* [WHAT YOU ARE ASKED TO DO]:
Look through the listing below and write out exactly the lines from the line with "target | green vegetation" to the line with "target | red locomotive", both included, and no others.

-----

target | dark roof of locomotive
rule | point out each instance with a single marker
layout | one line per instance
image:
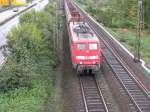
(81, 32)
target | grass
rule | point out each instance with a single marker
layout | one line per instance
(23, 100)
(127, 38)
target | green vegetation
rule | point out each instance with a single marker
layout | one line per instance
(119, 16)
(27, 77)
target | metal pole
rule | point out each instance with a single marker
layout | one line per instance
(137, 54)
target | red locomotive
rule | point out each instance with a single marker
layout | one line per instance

-----

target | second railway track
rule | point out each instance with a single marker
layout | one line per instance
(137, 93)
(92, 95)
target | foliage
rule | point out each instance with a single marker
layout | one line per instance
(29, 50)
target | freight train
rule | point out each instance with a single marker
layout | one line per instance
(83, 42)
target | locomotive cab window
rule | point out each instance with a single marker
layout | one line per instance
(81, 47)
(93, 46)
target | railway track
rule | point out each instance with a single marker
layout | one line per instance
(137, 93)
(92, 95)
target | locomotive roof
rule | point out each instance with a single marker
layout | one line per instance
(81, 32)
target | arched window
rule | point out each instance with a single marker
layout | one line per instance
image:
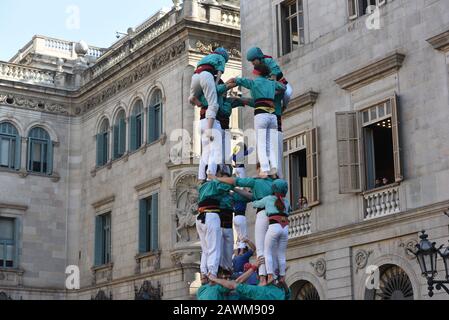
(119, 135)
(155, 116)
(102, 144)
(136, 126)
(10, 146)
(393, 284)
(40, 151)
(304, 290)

-----

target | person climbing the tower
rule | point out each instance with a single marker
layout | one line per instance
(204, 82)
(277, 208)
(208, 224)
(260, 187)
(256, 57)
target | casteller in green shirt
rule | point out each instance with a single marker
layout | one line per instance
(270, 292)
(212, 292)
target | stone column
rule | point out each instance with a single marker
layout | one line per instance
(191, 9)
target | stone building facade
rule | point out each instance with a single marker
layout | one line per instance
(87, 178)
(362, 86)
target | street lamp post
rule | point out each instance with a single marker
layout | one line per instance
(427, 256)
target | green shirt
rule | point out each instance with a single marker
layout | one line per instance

-----

* [ANSWER TO THIS TASK]:
target | green vegetation
rule | point out each instance with a single marker
layout | one line per instance
(119, 16)
(27, 77)
target | metal pole
rule | point out each instance with a single marker
layout | one line per instance
(137, 54)
target | red locomotive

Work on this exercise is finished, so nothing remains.